WHAT THE EXERCISE ASKS
Reproduce verbatim the final portion of the material below, from the line containing "of the potted" through its last line, and nothing else.

Records from a collection
— START —
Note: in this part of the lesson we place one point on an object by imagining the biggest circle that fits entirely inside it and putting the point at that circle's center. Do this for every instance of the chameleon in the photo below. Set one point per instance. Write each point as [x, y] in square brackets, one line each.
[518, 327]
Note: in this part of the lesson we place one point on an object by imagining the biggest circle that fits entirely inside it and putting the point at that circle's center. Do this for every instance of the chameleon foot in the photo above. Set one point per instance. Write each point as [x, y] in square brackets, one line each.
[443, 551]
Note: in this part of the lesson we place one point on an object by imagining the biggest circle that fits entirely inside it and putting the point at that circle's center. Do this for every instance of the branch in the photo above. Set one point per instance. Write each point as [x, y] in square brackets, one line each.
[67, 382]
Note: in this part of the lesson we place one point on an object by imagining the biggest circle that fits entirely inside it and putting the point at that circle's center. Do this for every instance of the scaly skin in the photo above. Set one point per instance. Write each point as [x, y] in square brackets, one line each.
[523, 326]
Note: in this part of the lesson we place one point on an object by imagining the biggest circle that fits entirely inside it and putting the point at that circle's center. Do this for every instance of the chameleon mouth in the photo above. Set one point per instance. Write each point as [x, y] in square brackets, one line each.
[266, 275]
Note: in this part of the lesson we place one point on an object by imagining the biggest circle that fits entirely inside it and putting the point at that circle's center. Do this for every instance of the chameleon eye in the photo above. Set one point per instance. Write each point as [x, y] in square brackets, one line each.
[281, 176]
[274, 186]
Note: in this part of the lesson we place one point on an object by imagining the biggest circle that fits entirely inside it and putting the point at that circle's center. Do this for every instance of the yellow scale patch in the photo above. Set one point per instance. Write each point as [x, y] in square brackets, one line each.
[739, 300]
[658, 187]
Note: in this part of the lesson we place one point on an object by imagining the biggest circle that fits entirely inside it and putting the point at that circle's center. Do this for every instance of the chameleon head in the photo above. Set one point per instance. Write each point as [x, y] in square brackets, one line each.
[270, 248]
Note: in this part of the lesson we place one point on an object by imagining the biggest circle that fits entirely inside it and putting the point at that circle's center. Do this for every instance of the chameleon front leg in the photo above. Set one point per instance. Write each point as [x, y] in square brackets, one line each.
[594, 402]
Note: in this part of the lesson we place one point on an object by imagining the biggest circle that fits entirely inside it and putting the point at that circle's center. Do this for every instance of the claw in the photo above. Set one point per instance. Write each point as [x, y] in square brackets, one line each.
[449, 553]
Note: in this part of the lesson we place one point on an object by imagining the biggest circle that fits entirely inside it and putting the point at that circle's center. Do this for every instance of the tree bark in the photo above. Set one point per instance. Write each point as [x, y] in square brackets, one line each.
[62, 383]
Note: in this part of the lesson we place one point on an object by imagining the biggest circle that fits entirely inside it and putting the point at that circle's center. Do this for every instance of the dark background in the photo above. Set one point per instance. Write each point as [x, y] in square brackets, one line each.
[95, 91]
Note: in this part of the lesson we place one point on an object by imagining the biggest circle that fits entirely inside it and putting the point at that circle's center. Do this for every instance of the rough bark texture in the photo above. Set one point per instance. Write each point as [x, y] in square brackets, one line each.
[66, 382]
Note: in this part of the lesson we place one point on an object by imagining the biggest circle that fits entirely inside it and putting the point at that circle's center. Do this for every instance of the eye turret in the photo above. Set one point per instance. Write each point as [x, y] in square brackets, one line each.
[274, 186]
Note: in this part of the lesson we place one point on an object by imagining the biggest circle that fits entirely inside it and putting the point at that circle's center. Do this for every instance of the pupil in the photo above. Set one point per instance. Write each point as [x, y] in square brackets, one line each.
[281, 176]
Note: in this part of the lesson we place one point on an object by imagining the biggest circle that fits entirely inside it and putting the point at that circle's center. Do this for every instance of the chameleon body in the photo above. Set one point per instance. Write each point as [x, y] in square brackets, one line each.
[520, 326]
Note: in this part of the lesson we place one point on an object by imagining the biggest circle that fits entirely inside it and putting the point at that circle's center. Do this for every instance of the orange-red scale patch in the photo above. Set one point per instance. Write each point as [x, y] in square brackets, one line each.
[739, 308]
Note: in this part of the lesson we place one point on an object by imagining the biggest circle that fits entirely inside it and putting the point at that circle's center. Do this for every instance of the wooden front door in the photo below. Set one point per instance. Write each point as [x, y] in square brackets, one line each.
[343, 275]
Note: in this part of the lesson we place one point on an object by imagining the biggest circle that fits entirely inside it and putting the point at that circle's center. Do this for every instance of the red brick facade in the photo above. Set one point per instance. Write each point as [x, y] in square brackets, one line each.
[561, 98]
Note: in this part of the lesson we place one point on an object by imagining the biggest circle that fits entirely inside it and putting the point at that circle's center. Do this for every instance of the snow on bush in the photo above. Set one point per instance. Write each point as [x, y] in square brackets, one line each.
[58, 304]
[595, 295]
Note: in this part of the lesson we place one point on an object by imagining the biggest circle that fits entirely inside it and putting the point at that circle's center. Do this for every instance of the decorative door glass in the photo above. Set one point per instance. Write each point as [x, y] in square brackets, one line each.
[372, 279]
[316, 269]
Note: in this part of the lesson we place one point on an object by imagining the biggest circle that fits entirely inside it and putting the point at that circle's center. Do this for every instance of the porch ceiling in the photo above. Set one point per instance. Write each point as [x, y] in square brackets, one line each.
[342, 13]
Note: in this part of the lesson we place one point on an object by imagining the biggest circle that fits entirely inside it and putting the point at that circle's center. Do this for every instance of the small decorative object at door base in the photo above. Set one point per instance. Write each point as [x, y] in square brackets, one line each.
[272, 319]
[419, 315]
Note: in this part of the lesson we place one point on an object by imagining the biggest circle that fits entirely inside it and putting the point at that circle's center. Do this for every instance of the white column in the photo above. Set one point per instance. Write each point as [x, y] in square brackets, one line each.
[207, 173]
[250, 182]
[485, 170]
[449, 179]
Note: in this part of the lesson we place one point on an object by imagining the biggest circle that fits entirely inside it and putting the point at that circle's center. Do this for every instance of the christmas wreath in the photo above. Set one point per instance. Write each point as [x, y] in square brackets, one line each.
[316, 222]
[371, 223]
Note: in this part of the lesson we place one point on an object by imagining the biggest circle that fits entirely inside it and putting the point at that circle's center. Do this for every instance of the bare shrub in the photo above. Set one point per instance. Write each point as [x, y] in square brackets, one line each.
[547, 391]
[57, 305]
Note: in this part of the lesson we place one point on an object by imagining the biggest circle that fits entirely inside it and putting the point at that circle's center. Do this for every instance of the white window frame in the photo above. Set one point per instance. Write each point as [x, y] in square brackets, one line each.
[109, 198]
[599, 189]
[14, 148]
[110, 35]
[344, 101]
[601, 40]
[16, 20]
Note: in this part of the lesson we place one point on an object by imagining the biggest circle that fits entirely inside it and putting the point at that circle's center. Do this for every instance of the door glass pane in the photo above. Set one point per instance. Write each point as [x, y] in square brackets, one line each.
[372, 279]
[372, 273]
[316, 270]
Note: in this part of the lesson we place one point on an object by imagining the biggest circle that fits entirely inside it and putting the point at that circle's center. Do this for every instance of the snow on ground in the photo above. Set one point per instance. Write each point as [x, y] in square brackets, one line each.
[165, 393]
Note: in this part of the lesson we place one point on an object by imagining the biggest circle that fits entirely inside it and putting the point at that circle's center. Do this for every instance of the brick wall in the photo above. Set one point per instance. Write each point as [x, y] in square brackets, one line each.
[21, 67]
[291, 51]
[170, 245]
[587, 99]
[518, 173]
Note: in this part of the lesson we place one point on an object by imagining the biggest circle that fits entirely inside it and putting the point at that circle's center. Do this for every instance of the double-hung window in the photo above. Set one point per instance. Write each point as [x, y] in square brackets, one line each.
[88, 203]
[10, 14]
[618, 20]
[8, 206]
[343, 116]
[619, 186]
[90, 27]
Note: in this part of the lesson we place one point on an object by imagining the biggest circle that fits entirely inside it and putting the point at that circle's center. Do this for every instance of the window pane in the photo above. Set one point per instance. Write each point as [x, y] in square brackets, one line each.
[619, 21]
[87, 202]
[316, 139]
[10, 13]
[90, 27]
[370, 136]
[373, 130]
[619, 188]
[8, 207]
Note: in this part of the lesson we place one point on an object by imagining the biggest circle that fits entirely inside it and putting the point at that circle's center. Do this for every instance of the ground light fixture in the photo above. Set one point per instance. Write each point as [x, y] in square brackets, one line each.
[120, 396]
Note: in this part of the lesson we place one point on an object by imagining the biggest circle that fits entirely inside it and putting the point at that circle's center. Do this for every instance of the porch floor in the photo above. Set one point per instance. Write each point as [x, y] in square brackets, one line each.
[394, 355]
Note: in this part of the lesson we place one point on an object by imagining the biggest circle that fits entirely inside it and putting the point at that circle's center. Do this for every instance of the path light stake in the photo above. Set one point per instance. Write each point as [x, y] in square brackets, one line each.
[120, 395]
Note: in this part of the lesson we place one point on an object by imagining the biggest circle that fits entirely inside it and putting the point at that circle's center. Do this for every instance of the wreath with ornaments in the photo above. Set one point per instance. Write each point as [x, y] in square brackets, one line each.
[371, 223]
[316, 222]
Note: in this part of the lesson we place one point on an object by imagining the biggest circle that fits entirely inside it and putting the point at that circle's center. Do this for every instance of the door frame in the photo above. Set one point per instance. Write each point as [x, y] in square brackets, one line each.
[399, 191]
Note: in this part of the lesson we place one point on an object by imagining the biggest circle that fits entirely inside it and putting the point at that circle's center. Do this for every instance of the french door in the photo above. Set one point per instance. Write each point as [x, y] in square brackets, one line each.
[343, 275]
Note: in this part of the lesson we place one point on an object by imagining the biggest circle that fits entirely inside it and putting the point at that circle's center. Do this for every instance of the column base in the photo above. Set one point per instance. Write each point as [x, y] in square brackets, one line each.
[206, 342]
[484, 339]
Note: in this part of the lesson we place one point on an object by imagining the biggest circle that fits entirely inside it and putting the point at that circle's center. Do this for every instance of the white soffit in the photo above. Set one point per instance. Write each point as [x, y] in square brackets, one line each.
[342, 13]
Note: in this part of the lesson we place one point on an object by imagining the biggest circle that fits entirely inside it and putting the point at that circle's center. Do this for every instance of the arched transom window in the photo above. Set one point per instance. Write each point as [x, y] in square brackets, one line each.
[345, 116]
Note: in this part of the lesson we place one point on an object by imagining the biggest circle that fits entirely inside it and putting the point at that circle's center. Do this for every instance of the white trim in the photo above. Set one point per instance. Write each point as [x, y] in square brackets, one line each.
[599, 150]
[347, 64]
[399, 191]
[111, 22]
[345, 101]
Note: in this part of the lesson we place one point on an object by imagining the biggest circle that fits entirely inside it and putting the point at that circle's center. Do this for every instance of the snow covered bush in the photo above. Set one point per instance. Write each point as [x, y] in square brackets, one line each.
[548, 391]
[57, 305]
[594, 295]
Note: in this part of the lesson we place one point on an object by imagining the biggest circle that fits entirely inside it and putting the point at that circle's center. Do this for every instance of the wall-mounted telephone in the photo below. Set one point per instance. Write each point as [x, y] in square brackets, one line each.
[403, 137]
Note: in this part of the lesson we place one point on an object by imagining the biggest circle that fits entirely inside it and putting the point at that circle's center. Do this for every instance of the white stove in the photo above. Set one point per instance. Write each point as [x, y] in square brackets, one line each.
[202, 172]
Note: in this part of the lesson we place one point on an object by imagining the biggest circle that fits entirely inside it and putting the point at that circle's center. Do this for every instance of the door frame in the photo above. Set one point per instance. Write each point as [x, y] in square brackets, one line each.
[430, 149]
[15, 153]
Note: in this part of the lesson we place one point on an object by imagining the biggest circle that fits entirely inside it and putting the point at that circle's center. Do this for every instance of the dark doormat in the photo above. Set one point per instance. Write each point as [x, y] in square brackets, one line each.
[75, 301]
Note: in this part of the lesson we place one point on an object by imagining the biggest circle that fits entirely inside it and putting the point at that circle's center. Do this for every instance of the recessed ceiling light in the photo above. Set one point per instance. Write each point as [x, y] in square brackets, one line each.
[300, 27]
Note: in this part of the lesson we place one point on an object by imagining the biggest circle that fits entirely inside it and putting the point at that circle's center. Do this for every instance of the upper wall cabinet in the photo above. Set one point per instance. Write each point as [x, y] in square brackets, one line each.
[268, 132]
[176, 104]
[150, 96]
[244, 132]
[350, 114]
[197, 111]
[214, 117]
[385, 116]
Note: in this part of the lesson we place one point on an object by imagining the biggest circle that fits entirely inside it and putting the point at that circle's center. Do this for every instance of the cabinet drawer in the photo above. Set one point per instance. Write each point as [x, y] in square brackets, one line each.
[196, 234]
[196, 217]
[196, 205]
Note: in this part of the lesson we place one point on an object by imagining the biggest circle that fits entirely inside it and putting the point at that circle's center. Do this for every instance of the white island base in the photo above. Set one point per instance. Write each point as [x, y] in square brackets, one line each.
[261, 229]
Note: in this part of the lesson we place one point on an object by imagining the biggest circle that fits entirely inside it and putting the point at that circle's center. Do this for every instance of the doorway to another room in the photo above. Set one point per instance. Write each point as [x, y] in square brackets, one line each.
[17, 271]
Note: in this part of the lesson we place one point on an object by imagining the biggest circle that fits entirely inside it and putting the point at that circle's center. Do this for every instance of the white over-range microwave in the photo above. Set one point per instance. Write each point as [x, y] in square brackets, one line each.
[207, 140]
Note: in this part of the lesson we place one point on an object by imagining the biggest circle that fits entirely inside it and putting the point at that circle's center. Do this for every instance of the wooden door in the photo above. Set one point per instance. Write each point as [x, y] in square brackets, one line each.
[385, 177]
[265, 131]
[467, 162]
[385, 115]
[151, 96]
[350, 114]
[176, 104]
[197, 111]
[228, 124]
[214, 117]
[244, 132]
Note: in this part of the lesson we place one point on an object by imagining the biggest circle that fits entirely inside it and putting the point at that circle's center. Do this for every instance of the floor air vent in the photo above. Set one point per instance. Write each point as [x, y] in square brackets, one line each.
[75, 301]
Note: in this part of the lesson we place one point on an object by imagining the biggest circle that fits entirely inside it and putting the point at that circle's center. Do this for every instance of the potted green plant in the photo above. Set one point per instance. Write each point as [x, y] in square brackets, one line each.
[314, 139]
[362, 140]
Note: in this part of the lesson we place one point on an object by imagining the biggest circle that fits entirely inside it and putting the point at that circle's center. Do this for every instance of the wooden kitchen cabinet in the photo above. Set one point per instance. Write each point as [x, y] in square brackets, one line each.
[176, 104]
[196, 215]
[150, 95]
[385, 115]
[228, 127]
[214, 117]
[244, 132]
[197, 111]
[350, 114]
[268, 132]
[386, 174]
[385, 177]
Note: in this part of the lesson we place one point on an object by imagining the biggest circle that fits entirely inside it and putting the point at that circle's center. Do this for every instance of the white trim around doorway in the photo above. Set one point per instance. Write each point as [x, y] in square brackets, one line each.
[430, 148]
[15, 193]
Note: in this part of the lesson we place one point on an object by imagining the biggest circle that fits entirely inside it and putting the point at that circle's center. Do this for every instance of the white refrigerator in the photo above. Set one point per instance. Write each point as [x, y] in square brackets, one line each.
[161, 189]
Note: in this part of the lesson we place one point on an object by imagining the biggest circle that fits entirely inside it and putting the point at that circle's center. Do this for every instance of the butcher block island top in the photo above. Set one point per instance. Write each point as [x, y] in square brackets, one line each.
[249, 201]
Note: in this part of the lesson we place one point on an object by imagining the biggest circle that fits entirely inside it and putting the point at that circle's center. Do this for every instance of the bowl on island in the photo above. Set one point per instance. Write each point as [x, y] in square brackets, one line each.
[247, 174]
— END —
ANSWER TO THE TASK
Note: in this part of the lesson we place one point on an object by imagining the biggest circle that fits entirely inside it and putting the point at that circle's center. Do this for every instance of the potted green plant in the photo above. Set one point per instance. Write each point as [x, y] in square brackets, one line each.
[314, 139]
[362, 140]
Note: in this part of the lesson we place one point on an object by imagining the biggest circle that fits entirely inside it and putting the point at that circle's center. Do this for every instance of the wooden kitchen cabinet in the photo above. Set one point per instance. Write each point as [x, y] in square brackets, one line each.
[176, 104]
[196, 215]
[150, 95]
[385, 115]
[228, 127]
[214, 117]
[244, 132]
[197, 111]
[350, 114]
[268, 132]
[386, 174]
[385, 177]
Note: in this part of the lesson we place one point on an object by imagining the biggest circle that fits entirely inside it and putting the point at that circle's center. Do this for every instance of the white trim around doorway in the photo above. Set one point per instance. Write each point as [x, y] in square brackets, one line each.
[430, 148]
[15, 193]
Note: in this part of the lesson we place one point on an object by imagining the biggest circle that fits entirely inside it and putting the point at that circle's center. Do this for every instance of the white refrigerator in the photo above. Set one point per instance. Write each point as [x, y] in square brackets, one line each.
[161, 189]
Note: in this part of the lesson we place one point on an object by imagining the biggest circle that fits entirely inside it and putting the point at that circle's center. Do this for every instance of the butcher block island top in the photo above. Set one point per instance. Write each point as [x, y] in square brackets, one line each.
[249, 201]
Note: in this part of the lesson we place one point on an object by imagining the biggest circle that fits entirely inside it and putting the point at that circle's center. Do this for every instance of the bowl on island in the photo above. Set one point per instance. Write each point as [x, y] in square brackets, one line each.
[247, 174]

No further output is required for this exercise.